[DATA FOR THE TASK — start]

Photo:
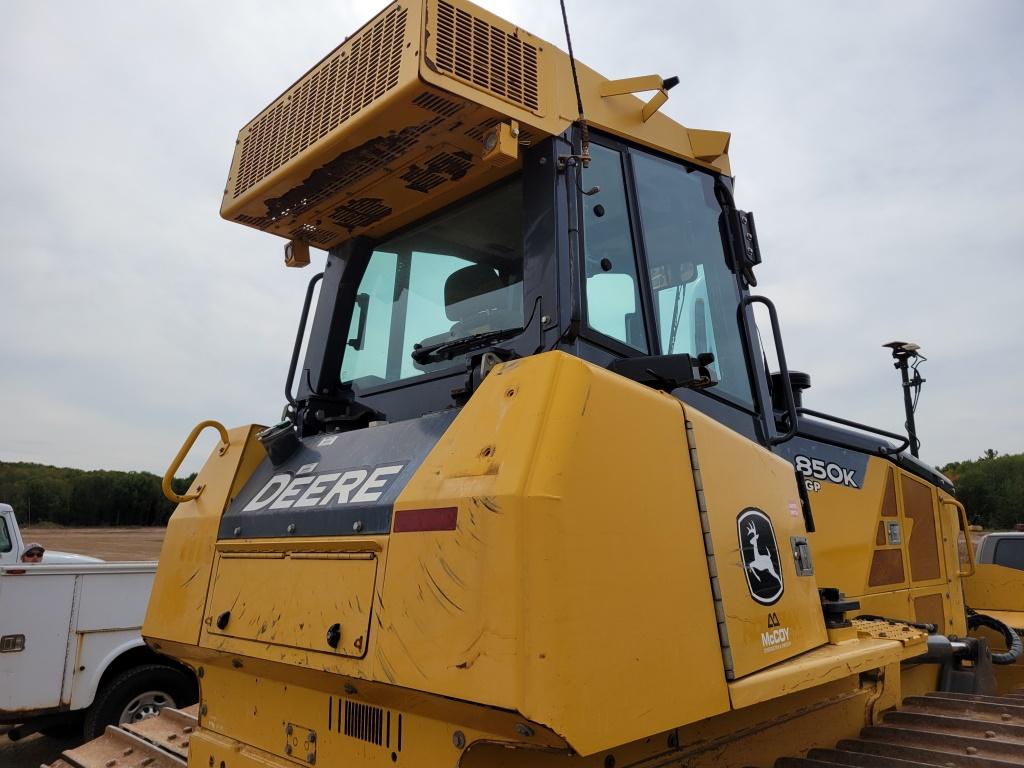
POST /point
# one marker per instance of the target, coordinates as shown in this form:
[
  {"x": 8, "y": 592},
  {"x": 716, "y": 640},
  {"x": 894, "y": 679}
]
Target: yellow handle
[
  {"x": 966, "y": 527},
  {"x": 185, "y": 448}
]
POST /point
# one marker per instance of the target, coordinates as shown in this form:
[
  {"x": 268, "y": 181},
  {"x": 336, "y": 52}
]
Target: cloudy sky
[{"x": 878, "y": 142}]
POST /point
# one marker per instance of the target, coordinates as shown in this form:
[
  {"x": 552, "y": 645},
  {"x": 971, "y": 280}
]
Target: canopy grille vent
[
  {"x": 491, "y": 58},
  {"x": 356, "y": 74},
  {"x": 365, "y": 722}
]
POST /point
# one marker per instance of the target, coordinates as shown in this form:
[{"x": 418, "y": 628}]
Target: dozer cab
[{"x": 536, "y": 500}]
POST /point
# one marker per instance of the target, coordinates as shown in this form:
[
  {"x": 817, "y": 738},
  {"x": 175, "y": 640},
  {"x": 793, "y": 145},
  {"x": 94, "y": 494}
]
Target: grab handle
[{"x": 183, "y": 452}]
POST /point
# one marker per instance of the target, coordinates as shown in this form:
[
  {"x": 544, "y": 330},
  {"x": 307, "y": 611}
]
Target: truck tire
[{"x": 136, "y": 694}]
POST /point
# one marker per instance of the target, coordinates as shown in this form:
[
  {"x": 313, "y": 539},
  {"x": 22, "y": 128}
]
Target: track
[
  {"x": 951, "y": 730},
  {"x": 158, "y": 742},
  {"x": 958, "y": 730}
]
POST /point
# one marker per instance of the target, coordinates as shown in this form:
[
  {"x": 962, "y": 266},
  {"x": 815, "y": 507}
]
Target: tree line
[
  {"x": 41, "y": 494},
  {"x": 991, "y": 487}
]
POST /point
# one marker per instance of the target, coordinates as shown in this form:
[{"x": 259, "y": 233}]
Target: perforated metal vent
[
  {"x": 361, "y": 212},
  {"x": 365, "y": 722},
  {"x": 436, "y": 103},
  {"x": 356, "y": 74},
  {"x": 491, "y": 58},
  {"x": 313, "y": 235},
  {"x": 349, "y": 168}
]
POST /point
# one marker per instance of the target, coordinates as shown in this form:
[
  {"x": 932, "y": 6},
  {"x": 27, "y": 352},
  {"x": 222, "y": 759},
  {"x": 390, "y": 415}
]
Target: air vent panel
[
  {"x": 356, "y": 74},
  {"x": 486, "y": 56}
]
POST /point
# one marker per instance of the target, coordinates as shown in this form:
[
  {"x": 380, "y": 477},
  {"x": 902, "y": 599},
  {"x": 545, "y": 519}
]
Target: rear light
[{"x": 409, "y": 520}]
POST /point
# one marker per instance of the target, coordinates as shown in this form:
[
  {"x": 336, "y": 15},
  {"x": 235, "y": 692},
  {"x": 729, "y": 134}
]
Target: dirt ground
[{"x": 110, "y": 544}]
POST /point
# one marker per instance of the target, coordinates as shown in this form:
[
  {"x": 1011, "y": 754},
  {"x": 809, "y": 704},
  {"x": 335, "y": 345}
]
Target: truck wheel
[{"x": 136, "y": 694}]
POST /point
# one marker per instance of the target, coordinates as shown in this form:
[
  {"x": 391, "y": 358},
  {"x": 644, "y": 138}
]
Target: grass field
[{"x": 110, "y": 544}]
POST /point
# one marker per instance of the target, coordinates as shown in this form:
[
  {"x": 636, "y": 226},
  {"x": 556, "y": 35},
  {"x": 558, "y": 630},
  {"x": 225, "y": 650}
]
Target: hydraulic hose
[{"x": 1014, "y": 644}]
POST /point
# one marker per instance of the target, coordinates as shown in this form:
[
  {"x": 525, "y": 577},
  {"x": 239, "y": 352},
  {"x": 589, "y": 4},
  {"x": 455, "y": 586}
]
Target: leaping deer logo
[{"x": 762, "y": 561}]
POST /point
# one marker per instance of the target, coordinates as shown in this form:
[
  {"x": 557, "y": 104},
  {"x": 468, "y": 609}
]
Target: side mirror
[{"x": 744, "y": 253}]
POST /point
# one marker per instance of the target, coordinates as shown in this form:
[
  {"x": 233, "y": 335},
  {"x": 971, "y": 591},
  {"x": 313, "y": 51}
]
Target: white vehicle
[
  {"x": 72, "y": 658},
  {"x": 1005, "y": 549},
  {"x": 12, "y": 544}
]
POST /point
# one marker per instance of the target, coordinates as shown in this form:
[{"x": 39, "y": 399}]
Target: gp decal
[
  {"x": 816, "y": 469},
  {"x": 759, "y": 552}
]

[DATA FOR THE TASK — finish]

■ **TRY IT**: Only the text of the records is to be reproduced exactly; skip the pictures.

■ **EXPECTED ANSWER**:
Photo:
POST /point
# one marker per instance of the target, coordinates as shown in this form:
[
  {"x": 8, "y": 592},
  {"x": 716, "y": 640},
  {"x": 894, "y": 679}
]
Target: yellow handle
[
  {"x": 966, "y": 527},
  {"x": 185, "y": 448}
]
POST /point
# one marker per instance of the target, coordinates as shown in this form:
[
  {"x": 268, "y": 181},
  {"x": 336, "y": 52}
]
Target: cloudy sky
[{"x": 878, "y": 142}]
POST /point
# one marker per instance of the target, coordinates as shown in this form:
[
  {"x": 552, "y": 645},
  {"x": 971, "y": 280}
]
Target: canopy grille vent
[
  {"x": 491, "y": 58},
  {"x": 356, "y": 74},
  {"x": 365, "y": 722}
]
POST /point
# one marker per instance of the target, coordinates as shown in this form:
[{"x": 418, "y": 628}]
Target: dozer cab
[{"x": 536, "y": 500}]
POST /point
# one marker per instance of the target, coordinates as shown in this form:
[
  {"x": 817, "y": 738},
  {"x": 175, "y": 640},
  {"x": 793, "y": 145},
  {"x": 94, "y": 494}
]
Target: grab handle
[{"x": 183, "y": 452}]
POST /point
# one marker per instance of the target, coordinates as shown in this form:
[
  {"x": 544, "y": 330},
  {"x": 307, "y": 611}
]
Target: truck tire
[{"x": 136, "y": 694}]
POST /point
# one marker per instance of the target, coordinates as shown in this form:
[
  {"x": 313, "y": 539},
  {"x": 22, "y": 128}
]
Target: track
[
  {"x": 951, "y": 730},
  {"x": 158, "y": 742},
  {"x": 958, "y": 730}
]
POST /point
# one marker per instance of the target, coordinates as shown in this form:
[
  {"x": 962, "y": 266},
  {"x": 815, "y": 507}
]
Target: tree line
[
  {"x": 41, "y": 494},
  {"x": 991, "y": 487}
]
POST /point
# one marker per instance of the target, coordinates as shown in this form:
[{"x": 259, "y": 233}]
Target: perforated metal vent
[
  {"x": 361, "y": 212},
  {"x": 365, "y": 722},
  {"x": 436, "y": 103},
  {"x": 356, "y": 74},
  {"x": 491, "y": 58},
  {"x": 313, "y": 235},
  {"x": 349, "y": 168}
]
POST /point
# one marker per instance of the target, coordinates as shown in this form:
[
  {"x": 932, "y": 6},
  {"x": 27, "y": 352},
  {"x": 222, "y": 759},
  {"x": 390, "y": 415}
]
Target: air vent panel
[
  {"x": 356, "y": 74},
  {"x": 486, "y": 56}
]
POST /point
# one marker per instance of the target, coordinates as shown in this form:
[
  {"x": 380, "y": 477},
  {"x": 902, "y": 599},
  {"x": 545, "y": 519}
]
Target: rear light
[{"x": 409, "y": 520}]
POST /point
# one marker per instance of the target, coordinates as shown in this form:
[
  {"x": 336, "y": 15},
  {"x": 235, "y": 692},
  {"x": 729, "y": 134}
]
Target: dirt ground
[{"x": 110, "y": 544}]
POST /point
# one marker per instance of the target, coordinates as shown in this form:
[
  {"x": 1011, "y": 754},
  {"x": 809, "y": 704},
  {"x": 335, "y": 345}
]
Target: truck wheel
[{"x": 136, "y": 694}]
POST /point
# one marker per instance of the target, coordinates as shown in this form:
[
  {"x": 391, "y": 358},
  {"x": 644, "y": 138}
]
Target: grass field
[{"x": 110, "y": 544}]
POST /point
# one marker per instance of the target, coordinates as shown in this form:
[
  {"x": 636, "y": 226},
  {"x": 556, "y": 35},
  {"x": 558, "y": 630},
  {"x": 225, "y": 650}
]
Target: hydraulic hose
[{"x": 1014, "y": 644}]
POST /point
# one marker per instance of the target, coordinates as shown in this form:
[
  {"x": 525, "y": 577},
  {"x": 239, "y": 352},
  {"x": 589, "y": 4},
  {"x": 455, "y": 586}
]
Target: leaping deer logo
[{"x": 762, "y": 561}]
POST /point
# one marker per instance of the target, coordinates as shown in this form:
[
  {"x": 557, "y": 104},
  {"x": 468, "y": 609}
]
Target: side mirror
[{"x": 744, "y": 253}]
POST /point
# one marker per instance of the target, coordinates as shown in this form:
[
  {"x": 233, "y": 335},
  {"x": 971, "y": 591},
  {"x": 313, "y": 51}
]
Target: white vehicle
[
  {"x": 72, "y": 658},
  {"x": 1005, "y": 549},
  {"x": 12, "y": 544}
]
POST /point
# one marker per instance of the target, coordinates as shown in this form:
[{"x": 39, "y": 399}]
Target: gp decal
[
  {"x": 816, "y": 469},
  {"x": 759, "y": 552}
]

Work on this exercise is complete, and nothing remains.